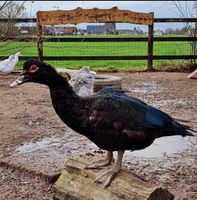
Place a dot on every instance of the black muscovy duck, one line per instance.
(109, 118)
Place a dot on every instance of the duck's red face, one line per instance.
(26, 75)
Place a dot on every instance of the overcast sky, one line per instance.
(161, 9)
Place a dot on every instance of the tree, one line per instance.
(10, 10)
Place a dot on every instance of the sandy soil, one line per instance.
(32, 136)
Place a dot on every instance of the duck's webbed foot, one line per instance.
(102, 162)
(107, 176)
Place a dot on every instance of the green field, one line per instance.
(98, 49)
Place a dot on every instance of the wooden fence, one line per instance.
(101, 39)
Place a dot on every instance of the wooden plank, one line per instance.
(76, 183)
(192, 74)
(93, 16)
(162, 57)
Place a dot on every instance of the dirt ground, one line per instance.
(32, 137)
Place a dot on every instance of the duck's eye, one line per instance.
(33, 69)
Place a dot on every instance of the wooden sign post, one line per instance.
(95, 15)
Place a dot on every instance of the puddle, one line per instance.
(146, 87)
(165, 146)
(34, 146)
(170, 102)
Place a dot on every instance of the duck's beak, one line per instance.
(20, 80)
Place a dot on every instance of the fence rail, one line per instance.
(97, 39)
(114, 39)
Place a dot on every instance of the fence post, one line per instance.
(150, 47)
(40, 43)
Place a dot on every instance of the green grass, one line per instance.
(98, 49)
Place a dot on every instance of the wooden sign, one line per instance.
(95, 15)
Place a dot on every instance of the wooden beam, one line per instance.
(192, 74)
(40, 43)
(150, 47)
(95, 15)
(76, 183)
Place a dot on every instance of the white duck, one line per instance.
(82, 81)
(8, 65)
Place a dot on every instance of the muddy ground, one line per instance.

==========

Exercise:
Reproduce every line of all the items above verbatim, omitting the pictures.

Task result:
Place a dot on every instance of the black muscovy duck, one line per instance.
(109, 118)
Place a dot on every instance of the duck's red face, one line per instance.
(26, 75)
Place a dot on every instance of the overcast sky, one line per instance.
(161, 9)
Place a dot on every instance of the tree, one line per instance.
(10, 10)
Place a dot on every instance of the sandy soil, one line per instance.
(32, 136)
Place a dot on every instance of the duck's webbed foot, one line per instance.
(102, 162)
(107, 176)
Place a dot on every instance of the green field, one line per instance.
(98, 49)
Place a dot on every instance of the wooden fence, one line per instance.
(101, 39)
Place a dot on every instance of the wooden plank, one line per instance.
(76, 183)
(192, 74)
(93, 16)
(162, 57)
Place a dot on every instance of the dirt ground, one line per instance.
(32, 137)
Place a dot on every instance of the duck's eye, one line per instance.
(33, 69)
Place a dot on every instance of the wooden sign post, one line per instance.
(95, 15)
Place a dot on every instance of the puddle, one line per instance.
(146, 87)
(165, 146)
(34, 146)
(170, 102)
Place a dot on every instance of the duck's beak, one line per instance.
(20, 80)
Place a dot on every instance of the fence rail, one line per instance.
(97, 39)
(114, 39)
Place a dot on every instance of the fence post, one line per instance.
(150, 47)
(40, 43)
Place a dot on every instance of the green grass, one line per instance.
(98, 49)
Place a dot on every instance of the wooden sign, one line per instance.
(95, 15)
Place a dot on every instance of the wooden beam, one line per instance.
(192, 74)
(40, 43)
(150, 47)
(95, 15)
(76, 183)
Place a dot on every instance of the white duck, one line per instance.
(82, 81)
(8, 65)
Place a dot on every instance of the muddy ground, one line per instance.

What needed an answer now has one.